§ ЗАДАНИЕ A
Объясните в одном–трех предложениях, почему в ботаническом саду из отрывка о совхозе «Индустрия» растут даже лишайники.

§ ФРАГМЕНТ ТЕКСТА
Здесь в лучшем виде произрастают огурцы и капуста, лук и морковь, ячмень и овес, — совхоз «Индустрия» научился выращивать овощи в парниках, теплицах и даже на осушенных болотах, он кормит триста холмогорок и финок не только привозным, но и своим сеном, и город получает каждый день пятьсот литров своего молока. Здесь — в тундре! — заложен ботанический сад с местными деревьями, лекарственными травами и даже лишайниками, которые тоже годятся в дело. Если захотеть, можно засыпать заполярный город своими цветами, грибами, сладчайшими ягодами, и хибиногорцы твердят об этом, и похваливают превосходный климат, и устраивают цветочные клумбы в своем еловом парке.

§ ЗАДАНИЕ B
Перепечатайте строка в строку все записи, приведенные ниже.

§ ИСХОДНЫЕ ДАННЫЕ
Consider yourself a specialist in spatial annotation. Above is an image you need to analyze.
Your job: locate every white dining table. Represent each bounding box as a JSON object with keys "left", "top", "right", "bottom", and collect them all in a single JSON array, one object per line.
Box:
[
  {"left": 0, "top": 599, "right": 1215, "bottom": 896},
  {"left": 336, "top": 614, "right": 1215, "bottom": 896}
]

§ ПОЛНОЕ РЕШЕНИЕ A
По словам отрывка, лишайники «тоже годятся в дело». Поэтому в ботаническом саду они растут вместе с местными деревьями и лекарственными травами.

§ ПОЛНОЕ РЕШЕНИЕ B
Consider yourself a specialist in spatial annotation. Above is an image you need to analyze.
Your job: locate every white dining table. Represent each bounding box as a JSON object with keys "left", "top", "right", "bottom", and collect them all in a single JSON array, one object per line.
Box:
[
  {"left": 0, "top": 599, "right": 1215, "bottom": 896},
  {"left": 336, "top": 614, "right": 1215, "bottom": 896}
]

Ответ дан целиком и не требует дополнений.